A tale of a life-changing journey through the backroads of a Caribbean island, Allison Coffelt’s lyrically composed Maps Are Lines We Draw seems poised to fit into the well-stocked shelves of the travel memoir section. The book details a road trip through Haiti motivated by the author’s childhood fascination with the island, and the desire to observe and participate in ongoing humanitarian work. Coffelt’s own focused awareness of the function of her genre, and the implications of her own viewpoint, prevent this book from becoming just another tome in the library of complacency. The book provokes questions rather than simply giving us a set of answers.

Coffelt outlines the events of the trip itself over the course of thirteen short chapters. The facts of her journey, the events themselves as she experienced them, are rendered plainly, largely concerning her time spent with Dr. Jean Gardy Marius, a Haitian doctor who founded the medical organization: Organizasyon Sante Popilè (Public Health Organization).

The dialogues between Coffelt and Dr. Marius, or “Gardy,” are deep, often emotional exchanges, whether haggling for fruit at a roadside stand, exploring Gardy’s own personal history or encountering the reality of impoverished life on the island in various ways. These conversations, and the experience of assisting Gardy and his team run their affordable medical clinics, form the narrative core of the book.

In an abbreviated, rhythmic style that occasionally flirts with prose poetry, Coffelt interpolates historical facts among Gardy’s narrative, such as the Haitian Revolution’s impact on French colonial policy, leading to the Louisiana Purchase and the U.N.’s role in a deadly cholera outbreak in the wake of the 2010 earthquake is. In the context of OSAPO’s sacrifices, this is especially devastating and challenges the narratives of aid told to us through fundraisers and mission trips.

The synthesis of personal travel narrative and the poetic insertion of blunt historical facts and figures forms the basis for the author’s exploration of the difference between “us” and “them,” “here” and “there.” At its best, Maps illuminates the way we, with the society we belong to, relate to those at the margins of the global economy. Coffelt draws attention to the “lines we draw” between ourselves and the world around us and how those lines, those boundaries, serve to enable abuse and exploitation. Complicating the easy notion of “foreign aid,” the book demonstrates the uncomfortable reality that such aid, and narratives about such aid, often serve as much to benefit the giver as the recipient.

What the task asks:
Answer these questions about the book review:
(a) How many chapters does the book use to outline the trip?
(b) What medical organization did Dr. Jean Gardy Marius found?
(c) What two things form the narrative core of the book?
The listing that follows comes from a different source than the review.

Material supplied:
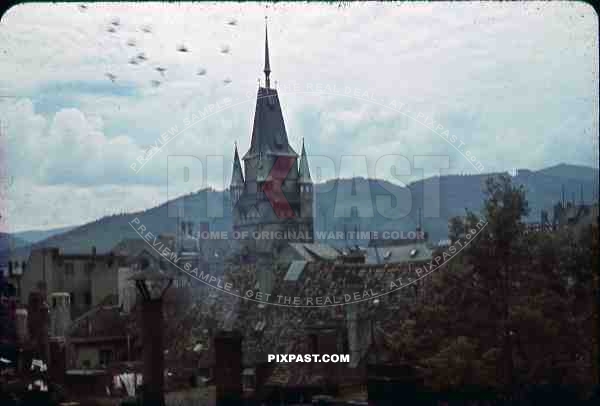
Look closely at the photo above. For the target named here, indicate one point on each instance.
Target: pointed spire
(303, 171)
(267, 69)
(237, 177)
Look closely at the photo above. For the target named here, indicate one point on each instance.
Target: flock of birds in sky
(141, 57)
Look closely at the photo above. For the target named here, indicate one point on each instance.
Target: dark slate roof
(268, 134)
(303, 171)
(100, 322)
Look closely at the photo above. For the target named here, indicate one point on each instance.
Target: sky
(514, 84)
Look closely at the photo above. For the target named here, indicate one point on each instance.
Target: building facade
(273, 194)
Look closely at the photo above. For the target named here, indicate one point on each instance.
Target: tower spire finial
(267, 69)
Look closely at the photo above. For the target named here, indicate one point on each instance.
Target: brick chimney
(228, 368)
(60, 313)
(38, 324)
(21, 324)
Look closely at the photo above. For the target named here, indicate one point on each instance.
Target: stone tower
(272, 201)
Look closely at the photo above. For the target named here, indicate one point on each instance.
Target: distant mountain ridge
(457, 193)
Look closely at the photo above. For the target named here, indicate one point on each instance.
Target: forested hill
(457, 193)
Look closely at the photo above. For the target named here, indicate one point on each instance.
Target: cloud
(505, 78)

Exercise result:
(a) Thirteen short chapters.
(b) Organizasyon Sante Popilè (Public Health Organization).
(c) The conversations between Coffelt and Gardy, and the experience of helping Gardy and his team run their affordable medical clinics.